Start of EXCERPTED PASSAGE
An easy, fast, no-fail recipe for tender honey cornbread muffins. These golden muffins have whole corn kernels & sweet honey in each bite to please a crowd.
There is something about freshly baked corn muffins that makes me smile. Do you feel the same? I crave those sweet tender corn cakes. Breakfast, lunch, or dinner, there’s never a bad time for cornbread. When feeding a crowd, especially for a busy holiday feast like Thanksgiving, individual servings are the way to go. I pop these into the oven about 30 minutes before serving so that that they are served nice and warm. Oh honey cornbread muffins, I need you so bad. Let’s do this!
The first time I ever had cornbread muffins was in second grade, am I weird for remembering that? My class was having a Thanksgiving party, and I vividly recall someone’s mom dropping off a platter of cakey golden squares. My eyes turned to saucers, and I couldn’t wait to try it. It happened to be the recipe from the back of a Jiffy box, and I’ve been hooked ever since. I’ve been recently enjoying them crumbled on top of some turkey chili!
End of EXCERPTED PASSAGE
Start of EXTRACTED INFORMATION
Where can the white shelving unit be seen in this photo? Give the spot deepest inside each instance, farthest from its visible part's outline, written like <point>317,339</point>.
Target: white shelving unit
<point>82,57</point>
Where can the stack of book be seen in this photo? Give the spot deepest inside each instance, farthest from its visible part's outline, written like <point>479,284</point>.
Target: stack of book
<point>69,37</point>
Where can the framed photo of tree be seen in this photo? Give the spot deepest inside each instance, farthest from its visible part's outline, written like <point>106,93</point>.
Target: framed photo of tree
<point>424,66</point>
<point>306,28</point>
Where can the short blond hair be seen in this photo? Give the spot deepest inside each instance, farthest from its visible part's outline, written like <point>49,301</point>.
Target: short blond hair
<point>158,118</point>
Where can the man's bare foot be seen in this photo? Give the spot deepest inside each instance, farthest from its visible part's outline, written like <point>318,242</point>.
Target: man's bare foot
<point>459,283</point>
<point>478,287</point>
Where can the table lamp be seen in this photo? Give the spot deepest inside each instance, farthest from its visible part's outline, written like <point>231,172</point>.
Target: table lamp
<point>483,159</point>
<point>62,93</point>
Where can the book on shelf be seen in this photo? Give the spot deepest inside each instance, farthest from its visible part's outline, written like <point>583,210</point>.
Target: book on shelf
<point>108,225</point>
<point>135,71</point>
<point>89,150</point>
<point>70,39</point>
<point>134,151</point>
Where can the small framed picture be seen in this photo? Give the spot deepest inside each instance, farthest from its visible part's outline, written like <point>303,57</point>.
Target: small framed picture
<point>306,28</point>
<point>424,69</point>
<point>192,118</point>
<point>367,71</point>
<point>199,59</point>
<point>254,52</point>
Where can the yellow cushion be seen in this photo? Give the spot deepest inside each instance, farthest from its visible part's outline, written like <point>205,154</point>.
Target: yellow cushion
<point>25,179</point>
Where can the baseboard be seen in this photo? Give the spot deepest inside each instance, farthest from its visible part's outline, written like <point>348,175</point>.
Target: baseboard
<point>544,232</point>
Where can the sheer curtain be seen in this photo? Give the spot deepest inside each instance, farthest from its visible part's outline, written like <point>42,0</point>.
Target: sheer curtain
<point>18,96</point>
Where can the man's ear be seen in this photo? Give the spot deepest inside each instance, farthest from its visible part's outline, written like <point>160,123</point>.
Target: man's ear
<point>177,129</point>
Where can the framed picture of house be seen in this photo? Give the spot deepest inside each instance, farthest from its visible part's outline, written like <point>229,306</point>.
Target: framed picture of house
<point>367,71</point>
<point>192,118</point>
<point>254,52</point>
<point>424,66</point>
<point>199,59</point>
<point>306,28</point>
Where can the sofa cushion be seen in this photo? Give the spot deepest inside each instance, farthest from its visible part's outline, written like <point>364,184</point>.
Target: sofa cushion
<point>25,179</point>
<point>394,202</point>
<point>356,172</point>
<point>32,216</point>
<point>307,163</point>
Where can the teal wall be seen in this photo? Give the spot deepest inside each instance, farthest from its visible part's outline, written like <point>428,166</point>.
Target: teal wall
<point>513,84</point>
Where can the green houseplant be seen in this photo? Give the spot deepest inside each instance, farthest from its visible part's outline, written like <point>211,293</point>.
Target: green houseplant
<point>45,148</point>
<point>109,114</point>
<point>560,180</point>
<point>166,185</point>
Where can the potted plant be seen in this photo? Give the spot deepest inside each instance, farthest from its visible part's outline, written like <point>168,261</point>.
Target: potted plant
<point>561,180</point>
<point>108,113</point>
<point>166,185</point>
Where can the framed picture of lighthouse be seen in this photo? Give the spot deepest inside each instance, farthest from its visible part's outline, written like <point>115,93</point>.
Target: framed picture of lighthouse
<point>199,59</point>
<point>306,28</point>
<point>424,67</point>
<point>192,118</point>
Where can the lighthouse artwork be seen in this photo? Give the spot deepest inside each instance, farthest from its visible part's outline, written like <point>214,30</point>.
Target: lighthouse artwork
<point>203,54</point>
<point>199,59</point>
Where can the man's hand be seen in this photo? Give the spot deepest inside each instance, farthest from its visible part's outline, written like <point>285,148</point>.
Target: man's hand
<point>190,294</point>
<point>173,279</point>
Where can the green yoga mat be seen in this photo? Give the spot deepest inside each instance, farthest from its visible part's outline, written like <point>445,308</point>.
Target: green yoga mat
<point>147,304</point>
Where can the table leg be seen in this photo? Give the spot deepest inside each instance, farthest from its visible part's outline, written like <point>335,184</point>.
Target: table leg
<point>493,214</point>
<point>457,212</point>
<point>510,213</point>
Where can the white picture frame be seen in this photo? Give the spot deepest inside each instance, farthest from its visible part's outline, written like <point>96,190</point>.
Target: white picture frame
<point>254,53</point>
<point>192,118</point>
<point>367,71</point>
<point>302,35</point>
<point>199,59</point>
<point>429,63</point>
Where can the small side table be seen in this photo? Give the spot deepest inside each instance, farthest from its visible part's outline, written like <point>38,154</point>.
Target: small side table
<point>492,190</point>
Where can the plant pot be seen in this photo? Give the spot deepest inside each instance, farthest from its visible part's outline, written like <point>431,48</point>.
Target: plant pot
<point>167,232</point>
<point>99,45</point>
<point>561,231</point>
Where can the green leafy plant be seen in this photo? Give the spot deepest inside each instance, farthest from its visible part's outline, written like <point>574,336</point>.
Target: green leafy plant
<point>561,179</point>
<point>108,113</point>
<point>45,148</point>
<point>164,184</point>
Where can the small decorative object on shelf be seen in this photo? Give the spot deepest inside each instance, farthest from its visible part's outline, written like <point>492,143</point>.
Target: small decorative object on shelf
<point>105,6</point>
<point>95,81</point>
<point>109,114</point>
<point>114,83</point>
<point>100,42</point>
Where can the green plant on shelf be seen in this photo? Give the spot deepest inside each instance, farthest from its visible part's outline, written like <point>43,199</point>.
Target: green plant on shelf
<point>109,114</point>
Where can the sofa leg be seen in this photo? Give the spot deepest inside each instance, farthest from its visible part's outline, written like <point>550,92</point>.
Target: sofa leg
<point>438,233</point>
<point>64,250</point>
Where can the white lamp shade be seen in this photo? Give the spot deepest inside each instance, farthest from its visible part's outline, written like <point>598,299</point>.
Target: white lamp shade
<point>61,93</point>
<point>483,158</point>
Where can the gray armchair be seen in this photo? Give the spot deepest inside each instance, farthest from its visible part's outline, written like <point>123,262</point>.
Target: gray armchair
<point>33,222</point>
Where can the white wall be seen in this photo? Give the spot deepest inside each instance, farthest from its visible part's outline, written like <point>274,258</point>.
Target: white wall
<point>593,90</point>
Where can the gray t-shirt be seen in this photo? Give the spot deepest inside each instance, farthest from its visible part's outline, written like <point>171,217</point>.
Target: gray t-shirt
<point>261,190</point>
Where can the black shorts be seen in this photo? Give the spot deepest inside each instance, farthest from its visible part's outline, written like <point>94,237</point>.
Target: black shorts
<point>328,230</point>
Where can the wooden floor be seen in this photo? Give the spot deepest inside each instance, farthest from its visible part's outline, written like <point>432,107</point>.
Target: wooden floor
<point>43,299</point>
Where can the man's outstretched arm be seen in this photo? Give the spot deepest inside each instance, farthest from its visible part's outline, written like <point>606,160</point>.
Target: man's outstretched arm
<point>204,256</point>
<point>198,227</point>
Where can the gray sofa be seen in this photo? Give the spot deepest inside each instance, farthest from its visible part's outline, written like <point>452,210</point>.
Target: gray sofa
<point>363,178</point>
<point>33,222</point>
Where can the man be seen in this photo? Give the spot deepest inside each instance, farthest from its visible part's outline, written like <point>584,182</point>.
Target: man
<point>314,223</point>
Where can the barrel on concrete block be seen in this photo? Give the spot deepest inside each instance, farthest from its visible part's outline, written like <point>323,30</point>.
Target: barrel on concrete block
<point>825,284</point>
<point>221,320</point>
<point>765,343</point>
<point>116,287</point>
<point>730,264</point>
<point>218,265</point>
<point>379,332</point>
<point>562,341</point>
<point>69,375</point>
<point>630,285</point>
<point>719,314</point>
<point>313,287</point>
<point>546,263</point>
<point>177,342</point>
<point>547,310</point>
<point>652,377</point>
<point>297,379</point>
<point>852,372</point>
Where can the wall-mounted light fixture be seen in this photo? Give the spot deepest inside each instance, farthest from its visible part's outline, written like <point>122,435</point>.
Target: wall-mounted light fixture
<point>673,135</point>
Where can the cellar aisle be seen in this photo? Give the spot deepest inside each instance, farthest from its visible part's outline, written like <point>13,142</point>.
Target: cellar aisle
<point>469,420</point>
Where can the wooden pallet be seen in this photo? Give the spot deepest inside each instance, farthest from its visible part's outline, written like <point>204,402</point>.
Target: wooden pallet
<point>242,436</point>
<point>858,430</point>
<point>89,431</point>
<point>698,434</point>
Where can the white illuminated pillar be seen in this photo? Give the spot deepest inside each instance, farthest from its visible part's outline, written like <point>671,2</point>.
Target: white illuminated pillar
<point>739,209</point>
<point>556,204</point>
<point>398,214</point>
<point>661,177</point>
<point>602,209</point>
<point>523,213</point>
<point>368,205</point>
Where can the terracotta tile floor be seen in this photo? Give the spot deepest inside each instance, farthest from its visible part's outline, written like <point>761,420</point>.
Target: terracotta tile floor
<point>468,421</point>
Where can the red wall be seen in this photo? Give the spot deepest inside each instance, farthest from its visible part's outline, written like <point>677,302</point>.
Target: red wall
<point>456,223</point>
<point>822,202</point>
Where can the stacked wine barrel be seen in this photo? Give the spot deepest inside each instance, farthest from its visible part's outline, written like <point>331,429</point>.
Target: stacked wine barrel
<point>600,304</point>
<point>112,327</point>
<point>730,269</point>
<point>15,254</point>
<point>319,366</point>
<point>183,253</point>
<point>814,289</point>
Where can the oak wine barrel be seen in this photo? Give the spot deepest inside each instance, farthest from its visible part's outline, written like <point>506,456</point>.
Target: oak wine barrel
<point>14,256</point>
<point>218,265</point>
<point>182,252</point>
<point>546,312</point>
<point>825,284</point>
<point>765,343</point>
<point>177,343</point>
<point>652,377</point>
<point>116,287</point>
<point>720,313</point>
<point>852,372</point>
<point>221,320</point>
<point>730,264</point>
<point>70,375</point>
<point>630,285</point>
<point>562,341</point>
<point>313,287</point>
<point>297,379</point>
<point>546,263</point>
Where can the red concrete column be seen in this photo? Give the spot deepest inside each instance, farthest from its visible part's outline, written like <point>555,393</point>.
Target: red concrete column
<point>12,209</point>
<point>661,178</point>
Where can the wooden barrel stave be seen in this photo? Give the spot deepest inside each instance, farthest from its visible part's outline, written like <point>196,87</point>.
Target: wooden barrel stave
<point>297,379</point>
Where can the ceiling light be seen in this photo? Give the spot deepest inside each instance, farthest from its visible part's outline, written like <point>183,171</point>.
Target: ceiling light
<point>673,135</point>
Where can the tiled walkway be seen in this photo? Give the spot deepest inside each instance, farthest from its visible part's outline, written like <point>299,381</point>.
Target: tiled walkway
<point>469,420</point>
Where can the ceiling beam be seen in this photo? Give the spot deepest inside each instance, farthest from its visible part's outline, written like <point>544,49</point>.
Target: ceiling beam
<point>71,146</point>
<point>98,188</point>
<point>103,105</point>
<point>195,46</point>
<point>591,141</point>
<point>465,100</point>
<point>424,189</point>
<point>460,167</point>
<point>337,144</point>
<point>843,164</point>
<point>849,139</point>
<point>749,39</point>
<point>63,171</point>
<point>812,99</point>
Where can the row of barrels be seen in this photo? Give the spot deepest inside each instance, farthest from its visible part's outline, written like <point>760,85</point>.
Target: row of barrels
End of EXTRACTED INFORMATION
ACTIVITY = In the honey cornbread muffin piece, why does the writer put the muffins in the oven about 30 minutes before serving? Answer in one to three sentences.

ANSWER SPACE = The writer puts them in about 30 minutes before serving so they reach the table nice and warm.